Текстовый блок:
На сороковой день Софья Андреевна ездила на кладбище. «Нечего тебе рассказывать, – пишет она сестре, – что чувствуешь, когда вызовешь в себе ясно все грустные воспоминания. Одно странно, что мне близка стала мысль о том, что в эту самую яму, куда опустили моего ребенка, опустят и меня, и это не страшно, но даже приятно, и эта яма, как будто мое место самое лучшее и законное, а теперь все только покамест. Мне теперь часто кажется, что я утешилась, а иногда я вдруг чувствую, что я совсем переменилась, все во мне перевернулось и стало иначе, сложнее и грустнее… После смерти Петюшки он [Л. Н.] долго не мог приняться за дело, и теперь иногда жалеет и вспоминает его и ждет больше меня нового ребеночка, а я довольно равнодушна и, вообще, никогда не испытываю нежности к неизвестному.
Дети очень ждут елку: мы уже нарядили 25 скелетцев, купили золота для орехов, и я на этой неделе поеду все закупать для елки. Гостей почти никого у нас не будет… Наряжаться никто не будет, мне неприятен весь этот безобразный шум так скоро после смерти ребенка, и дети это поняли и совершенно согласны. Они все пятеро гуляют всякий день, катаются с горы и старшие на коньках. Я все больше сижу дома, переписываю [150] , крою, шью мало, учу очень много, а для развлеченья мы наладили на этих днях всякий день кататься вечером на тройке, что очень приятно».

Условие задания:
Перепишите фрагмент текста, подставив «погост» на место «кладбище». Начните с предложения, в котором есть слова «На сороковой день», и остановитесь после слов «нежности к неизвестному.». Материал, приведённый после текста, для работы не понадобится.

Извлечённый материал:

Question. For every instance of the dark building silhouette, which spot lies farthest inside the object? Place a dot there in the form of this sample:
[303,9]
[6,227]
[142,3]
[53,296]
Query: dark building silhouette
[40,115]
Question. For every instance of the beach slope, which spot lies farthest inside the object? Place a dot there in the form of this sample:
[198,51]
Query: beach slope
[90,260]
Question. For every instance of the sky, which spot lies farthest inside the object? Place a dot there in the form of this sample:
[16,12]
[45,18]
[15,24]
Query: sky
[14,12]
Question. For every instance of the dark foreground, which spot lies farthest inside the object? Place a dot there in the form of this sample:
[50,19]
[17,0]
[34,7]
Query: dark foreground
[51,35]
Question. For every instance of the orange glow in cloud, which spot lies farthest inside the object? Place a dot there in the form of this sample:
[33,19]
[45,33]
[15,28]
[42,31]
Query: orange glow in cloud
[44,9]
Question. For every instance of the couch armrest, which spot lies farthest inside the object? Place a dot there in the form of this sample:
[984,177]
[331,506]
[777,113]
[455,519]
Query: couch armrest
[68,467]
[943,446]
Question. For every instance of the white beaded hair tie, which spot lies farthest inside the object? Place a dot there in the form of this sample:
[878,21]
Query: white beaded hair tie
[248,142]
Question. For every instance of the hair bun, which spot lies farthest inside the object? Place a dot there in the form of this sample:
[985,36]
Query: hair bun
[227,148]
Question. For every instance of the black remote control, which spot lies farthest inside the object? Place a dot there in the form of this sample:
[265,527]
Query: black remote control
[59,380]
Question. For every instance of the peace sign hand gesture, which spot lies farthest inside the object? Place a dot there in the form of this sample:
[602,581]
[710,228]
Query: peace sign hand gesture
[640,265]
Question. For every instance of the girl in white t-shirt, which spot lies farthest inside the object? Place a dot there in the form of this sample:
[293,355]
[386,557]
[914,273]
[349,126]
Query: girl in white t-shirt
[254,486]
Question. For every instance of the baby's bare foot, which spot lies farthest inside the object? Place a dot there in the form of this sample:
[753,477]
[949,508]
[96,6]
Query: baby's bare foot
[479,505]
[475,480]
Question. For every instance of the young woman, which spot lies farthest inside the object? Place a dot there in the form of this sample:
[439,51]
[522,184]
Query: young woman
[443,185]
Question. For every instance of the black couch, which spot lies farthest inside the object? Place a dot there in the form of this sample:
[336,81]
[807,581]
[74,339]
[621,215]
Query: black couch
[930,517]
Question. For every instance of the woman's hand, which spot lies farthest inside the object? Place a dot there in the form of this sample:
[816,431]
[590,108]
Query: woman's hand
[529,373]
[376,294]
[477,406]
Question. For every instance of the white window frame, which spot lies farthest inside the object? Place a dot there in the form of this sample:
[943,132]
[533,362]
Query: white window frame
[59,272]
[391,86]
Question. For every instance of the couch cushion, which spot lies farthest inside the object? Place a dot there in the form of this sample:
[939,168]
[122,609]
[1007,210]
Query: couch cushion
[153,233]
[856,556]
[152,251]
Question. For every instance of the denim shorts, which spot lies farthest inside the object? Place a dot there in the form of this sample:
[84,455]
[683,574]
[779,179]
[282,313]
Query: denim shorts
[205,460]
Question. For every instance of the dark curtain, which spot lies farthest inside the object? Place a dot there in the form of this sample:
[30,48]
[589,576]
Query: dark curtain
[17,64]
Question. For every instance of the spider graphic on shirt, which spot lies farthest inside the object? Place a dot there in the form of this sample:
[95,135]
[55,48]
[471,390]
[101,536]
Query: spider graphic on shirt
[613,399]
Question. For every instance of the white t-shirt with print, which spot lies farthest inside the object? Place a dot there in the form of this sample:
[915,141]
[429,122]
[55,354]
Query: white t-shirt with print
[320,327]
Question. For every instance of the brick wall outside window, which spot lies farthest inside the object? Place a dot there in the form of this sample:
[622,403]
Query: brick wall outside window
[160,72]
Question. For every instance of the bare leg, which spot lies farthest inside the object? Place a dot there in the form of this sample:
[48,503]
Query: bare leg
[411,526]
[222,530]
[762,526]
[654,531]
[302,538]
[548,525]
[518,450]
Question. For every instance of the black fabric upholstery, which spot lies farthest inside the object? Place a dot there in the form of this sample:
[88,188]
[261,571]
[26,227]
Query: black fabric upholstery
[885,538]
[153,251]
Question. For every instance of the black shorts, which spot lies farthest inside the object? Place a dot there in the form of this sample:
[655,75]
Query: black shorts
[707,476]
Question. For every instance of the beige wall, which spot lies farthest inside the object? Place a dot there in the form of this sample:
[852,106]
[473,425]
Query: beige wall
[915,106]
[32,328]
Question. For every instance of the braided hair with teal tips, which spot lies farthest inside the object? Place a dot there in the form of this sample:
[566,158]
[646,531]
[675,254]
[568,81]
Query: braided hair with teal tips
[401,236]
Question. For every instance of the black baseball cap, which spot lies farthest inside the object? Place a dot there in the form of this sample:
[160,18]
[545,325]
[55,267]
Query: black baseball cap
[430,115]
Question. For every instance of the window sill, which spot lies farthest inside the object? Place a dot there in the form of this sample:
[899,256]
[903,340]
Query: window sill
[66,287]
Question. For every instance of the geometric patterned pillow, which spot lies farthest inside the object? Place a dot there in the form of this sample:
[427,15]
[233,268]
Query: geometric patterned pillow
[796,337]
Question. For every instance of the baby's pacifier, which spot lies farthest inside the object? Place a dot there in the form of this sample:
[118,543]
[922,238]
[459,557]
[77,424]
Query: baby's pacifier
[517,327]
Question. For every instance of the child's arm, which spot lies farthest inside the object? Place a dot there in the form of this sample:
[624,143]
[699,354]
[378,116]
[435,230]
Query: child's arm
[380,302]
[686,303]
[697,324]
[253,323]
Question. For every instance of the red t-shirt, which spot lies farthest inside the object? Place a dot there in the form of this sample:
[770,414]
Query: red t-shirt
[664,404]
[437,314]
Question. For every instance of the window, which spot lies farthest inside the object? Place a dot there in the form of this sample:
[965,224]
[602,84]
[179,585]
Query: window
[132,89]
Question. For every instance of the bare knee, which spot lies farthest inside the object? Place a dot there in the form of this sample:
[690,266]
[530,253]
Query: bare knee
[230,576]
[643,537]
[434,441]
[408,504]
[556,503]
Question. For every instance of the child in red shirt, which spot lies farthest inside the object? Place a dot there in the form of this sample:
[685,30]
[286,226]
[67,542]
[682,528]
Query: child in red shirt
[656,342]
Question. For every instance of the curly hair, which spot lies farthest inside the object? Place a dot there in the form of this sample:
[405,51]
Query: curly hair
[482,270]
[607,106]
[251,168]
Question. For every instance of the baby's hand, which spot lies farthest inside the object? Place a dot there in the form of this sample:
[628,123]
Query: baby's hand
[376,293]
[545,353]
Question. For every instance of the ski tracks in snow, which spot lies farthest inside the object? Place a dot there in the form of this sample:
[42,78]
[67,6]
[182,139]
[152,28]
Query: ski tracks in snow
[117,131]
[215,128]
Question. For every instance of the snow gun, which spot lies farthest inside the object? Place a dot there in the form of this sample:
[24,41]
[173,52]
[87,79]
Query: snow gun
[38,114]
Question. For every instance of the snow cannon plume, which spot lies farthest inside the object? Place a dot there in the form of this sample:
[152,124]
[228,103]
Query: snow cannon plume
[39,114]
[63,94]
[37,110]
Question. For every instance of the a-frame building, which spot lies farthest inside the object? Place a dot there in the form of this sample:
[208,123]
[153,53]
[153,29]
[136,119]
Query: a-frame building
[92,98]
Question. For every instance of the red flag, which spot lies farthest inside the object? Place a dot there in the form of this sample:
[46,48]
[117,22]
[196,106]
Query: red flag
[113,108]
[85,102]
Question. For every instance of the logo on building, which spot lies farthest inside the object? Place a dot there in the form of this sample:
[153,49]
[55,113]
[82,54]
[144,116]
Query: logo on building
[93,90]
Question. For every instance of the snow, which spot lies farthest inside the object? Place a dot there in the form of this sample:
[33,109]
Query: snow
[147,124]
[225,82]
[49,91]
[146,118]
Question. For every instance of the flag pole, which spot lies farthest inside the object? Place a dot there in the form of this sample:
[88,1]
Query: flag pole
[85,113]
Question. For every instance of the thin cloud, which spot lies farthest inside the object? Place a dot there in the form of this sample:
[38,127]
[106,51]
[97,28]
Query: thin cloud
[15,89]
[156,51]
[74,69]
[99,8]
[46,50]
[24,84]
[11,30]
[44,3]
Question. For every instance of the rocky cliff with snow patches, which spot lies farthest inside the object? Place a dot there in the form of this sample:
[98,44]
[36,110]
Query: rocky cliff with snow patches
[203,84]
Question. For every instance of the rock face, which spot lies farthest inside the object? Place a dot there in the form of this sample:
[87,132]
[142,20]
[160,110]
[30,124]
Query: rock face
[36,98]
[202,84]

Верный результат:
На сороковой день Софья Андреевна ездила на погост. «Нечего тебе рассказывать, – пишет она сестре, – что чувствуешь, когда вызовешь в себе ясно все грустные воспоминания. Одно странно, что мне близка стала мысль о том, что в эту самую яму, куда опустили моего ребенка, опустят и меня, и это не страшно, но даже приятно, и эта яма, как будто мое место самое лучшее и законное, а теперь все только покамест. Мне теперь часто кажется, что я утешилась, а иногда я вдруг чувствую, что я совсем переменилась, все во мне перевернулось и стало иначе, сложнее и грустнее… После смерти Петюшки он [Л. Н.] долго не мог приняться за дело, и теперь иногда жалеет и вспоминает его и ждет больше меня нового ребеночка, а я довольно равнодушна и, вообще, никогда не испытываю нежности к неизвестному.